** AIM OF THE TASK **
Repeat the records below word for word.

** DATA TO USE **
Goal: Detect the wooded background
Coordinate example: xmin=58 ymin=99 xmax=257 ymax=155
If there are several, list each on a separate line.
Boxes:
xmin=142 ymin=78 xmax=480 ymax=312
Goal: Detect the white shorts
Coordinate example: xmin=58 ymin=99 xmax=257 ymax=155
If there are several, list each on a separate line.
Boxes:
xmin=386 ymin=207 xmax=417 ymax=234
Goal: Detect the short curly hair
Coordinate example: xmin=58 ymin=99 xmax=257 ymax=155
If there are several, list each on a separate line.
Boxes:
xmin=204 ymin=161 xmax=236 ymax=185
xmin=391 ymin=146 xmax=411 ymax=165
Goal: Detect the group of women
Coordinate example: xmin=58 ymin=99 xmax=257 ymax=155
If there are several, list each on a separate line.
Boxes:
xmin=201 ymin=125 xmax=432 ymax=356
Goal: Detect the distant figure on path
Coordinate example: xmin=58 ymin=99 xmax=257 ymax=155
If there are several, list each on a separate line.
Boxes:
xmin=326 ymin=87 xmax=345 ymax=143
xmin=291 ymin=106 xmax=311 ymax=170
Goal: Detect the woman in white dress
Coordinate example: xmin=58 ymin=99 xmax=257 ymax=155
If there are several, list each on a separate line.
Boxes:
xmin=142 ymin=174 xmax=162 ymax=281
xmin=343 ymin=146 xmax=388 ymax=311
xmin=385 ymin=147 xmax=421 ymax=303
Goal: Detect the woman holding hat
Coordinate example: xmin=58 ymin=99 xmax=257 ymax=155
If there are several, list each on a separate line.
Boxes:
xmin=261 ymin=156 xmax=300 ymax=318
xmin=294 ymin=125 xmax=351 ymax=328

** EXERCISE OUTPUT **
Goal: Detect the wooded background
Coordinate example: xmin=58 ymin=99 xmax=257 ymax=155
If there are several, list each on a separate line.
Boxes:
xmin=142 ymin=78 xmax=480 ymax=312
Goal: Detect the white shorts
Coordinate example: xmin=58 ymin=99 xmax=257 ymax=155
If there are several, list each on a separate line.
Boxes:
xmin=386 ymin=207 xmax=417 ymax=234
Goal: Detect the short curly hair
Coordinate example: xmin=58 ymin=99 xmax=257 ymax=155
If there are several, list each on a separate line.
Boxes:
xmin=204 ymin=161 xmax=236 ymax=185
xmin=391 ymin=146 xmax=411 ymax=165
Goal: Detect the group of women
Coordinate example: xmin=58 ymin=99 xmax=257 ymax=155
If there are several, list each on a separate line.
Boxes:
xmin=201 ymin=125 xmax=432 ymax=356
Goal: Detect the distant figure on path
Coordinate example: xmin=58 ymin=99 xmax=257 ymax=155
If there are several, list each on a separate line.
Boxes:
xmin=326 ymin=87 xmax=345 ymax=143
xmin=291 ymin=106 xmax=311 ymax=170
Goal: Detect the woman in white dress
Coordinate example: xmin=58 ymin=99 xmax=257 ymax=155
If there are several, list each on a separate line.
Boxes:
xmin=142 ymin=174 xmax=162 ymax=281
xmin=343 ymin=146 xmax=388 ymax=311
xmin=385 ymin=147 xmax=421 ymax=303
Goal: Detect the woman holding hat
Coordinate example: xmin=58 ymin=99 xmax=257 ymax=155
If there are several, list each on a separate line.
Boxes:
xmin=261 ymin=156 xmax=300 ymax=318
xmin=294 ymin=125 xmax=351 ymax=328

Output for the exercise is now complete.